● **BRIEF 1**: Find every line in the records that contains the word "texture" (case counts) and copy each of those lines out.

-- Start QUOTED PASSAGE --

Day 4 - Entropy, Statistics, and Wordle?

05 Jan 2025

Building a Wordle Analysis Tool

Introduction

Yesterday, we explored using Python and Streamlit to create a simple web application. Today, we’re taking it further by combining web development with data science principles to solve a fun and popular challenge: Wordle!

Wordle is an excellent playground for applying basic statistics and data science. It’s simple, relatable, and offers plenty of opportunities to explore probability, entropy, and decision-making. To make things even better, I’ve built and deployed a Wordle Solver app using Python and Streamlit. You can try it out here, or explore the code on GitHub.

Part 1: Why Wordle Makes for a Great Data Science Playground

Popularity and Familiarity
Wordle is a household name, with its straightforward rules and universal appeal. This makes it an ideal starting point for demonstrating data-driven decision-making.

-- End QUOTED PASSAGE --
-- Start ENTRIES SUPPLIED --

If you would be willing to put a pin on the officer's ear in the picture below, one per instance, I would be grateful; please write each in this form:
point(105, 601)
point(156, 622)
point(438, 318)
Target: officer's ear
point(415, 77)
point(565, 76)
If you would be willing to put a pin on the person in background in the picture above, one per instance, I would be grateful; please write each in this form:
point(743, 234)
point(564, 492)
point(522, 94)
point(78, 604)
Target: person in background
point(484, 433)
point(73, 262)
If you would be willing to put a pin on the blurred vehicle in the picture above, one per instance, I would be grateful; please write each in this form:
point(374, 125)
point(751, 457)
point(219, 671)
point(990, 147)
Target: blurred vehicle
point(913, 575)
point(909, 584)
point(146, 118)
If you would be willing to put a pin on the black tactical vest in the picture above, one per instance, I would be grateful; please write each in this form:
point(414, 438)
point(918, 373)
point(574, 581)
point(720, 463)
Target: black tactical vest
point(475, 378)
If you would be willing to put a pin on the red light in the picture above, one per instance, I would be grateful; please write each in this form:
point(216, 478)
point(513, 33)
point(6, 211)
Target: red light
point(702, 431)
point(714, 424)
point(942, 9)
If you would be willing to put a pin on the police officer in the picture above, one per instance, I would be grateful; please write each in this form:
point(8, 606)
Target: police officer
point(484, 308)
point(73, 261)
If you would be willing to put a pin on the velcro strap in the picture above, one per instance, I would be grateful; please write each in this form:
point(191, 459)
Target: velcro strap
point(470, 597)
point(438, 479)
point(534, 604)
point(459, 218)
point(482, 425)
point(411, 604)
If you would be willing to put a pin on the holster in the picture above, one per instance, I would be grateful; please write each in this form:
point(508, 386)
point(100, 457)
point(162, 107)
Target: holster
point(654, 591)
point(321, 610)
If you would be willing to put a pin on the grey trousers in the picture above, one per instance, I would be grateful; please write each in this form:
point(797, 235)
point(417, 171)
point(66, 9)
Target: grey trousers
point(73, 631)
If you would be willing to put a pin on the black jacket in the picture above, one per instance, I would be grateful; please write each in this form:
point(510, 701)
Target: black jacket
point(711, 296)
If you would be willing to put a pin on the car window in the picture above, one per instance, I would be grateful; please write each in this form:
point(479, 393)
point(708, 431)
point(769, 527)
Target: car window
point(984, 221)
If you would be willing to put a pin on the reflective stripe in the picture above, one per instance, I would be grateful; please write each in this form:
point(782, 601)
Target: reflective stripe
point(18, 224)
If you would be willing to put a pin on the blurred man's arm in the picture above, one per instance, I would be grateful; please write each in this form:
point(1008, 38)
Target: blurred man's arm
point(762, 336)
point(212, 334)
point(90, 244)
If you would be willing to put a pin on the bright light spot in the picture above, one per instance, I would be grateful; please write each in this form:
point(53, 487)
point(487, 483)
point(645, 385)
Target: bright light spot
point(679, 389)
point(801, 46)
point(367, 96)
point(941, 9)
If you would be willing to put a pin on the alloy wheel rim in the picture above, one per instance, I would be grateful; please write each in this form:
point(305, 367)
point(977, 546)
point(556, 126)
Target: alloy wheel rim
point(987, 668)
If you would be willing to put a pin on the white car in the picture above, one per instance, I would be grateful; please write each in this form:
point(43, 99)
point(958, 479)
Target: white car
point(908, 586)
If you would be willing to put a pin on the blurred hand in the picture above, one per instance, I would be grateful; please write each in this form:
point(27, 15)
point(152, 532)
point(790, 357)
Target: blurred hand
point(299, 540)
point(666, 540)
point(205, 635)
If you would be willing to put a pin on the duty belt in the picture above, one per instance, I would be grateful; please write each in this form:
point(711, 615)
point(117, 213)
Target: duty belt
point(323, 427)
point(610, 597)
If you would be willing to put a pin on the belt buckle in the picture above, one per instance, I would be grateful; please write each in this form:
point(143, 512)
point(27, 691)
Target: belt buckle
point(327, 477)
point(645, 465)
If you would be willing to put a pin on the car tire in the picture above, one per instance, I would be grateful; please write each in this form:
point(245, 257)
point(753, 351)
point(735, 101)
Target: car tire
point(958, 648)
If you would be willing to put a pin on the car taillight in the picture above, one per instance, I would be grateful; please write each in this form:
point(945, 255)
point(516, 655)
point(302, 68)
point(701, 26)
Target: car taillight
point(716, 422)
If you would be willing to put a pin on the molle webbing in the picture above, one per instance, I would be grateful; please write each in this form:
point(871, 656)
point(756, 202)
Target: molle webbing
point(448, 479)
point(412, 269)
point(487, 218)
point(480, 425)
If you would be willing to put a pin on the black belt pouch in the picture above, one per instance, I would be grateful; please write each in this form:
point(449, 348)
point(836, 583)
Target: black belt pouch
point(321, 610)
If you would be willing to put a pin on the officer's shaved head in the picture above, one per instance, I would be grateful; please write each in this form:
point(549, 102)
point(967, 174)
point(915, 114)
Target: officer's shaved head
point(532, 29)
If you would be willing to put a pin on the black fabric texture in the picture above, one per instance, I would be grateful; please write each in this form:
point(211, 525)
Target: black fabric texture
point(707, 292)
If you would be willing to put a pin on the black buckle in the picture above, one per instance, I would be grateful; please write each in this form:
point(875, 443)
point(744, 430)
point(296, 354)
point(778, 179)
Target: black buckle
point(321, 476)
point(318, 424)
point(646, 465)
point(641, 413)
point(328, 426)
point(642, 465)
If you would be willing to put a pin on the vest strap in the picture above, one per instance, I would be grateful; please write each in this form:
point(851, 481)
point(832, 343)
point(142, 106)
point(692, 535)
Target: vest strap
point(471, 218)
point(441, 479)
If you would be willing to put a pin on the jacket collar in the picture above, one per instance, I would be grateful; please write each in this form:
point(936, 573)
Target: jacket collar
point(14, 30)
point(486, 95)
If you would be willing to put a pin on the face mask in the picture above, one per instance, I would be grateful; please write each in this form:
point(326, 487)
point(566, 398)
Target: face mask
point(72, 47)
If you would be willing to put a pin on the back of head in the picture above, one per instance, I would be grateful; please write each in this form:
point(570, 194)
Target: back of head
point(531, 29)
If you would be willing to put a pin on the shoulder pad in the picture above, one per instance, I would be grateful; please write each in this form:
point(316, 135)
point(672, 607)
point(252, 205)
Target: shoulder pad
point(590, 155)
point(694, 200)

-- End ENTRIES SUPPLIED --

● **BRIEF 2**: Using the Wordle post above, decide whether each statement agrees with it. Answer yes or no for each, and quote the words from the post that settle it. (a) The Wordle Solver app was built with Python and Streamlit. (b) The previous day's work used a framework other than Streamlit. (c) The post describes Wordle's rules as complicated.

● **FULL OUTPUT 1**:
If you would be willing to put a pin on the black fabric texture in the picture above, one per instance, I would be grateful; please write each in this form:
Target: black fabric texture

● **FULL OUTPUT 2**:
(a) Yes: "I’ve built and deployed a Wordle Solver app using Python and Streamlit."
(b) No: "Yesterday, we explored using Python and Streamlit to create a simple web application."
(c) No: "with its straightforward rules and universal appeal"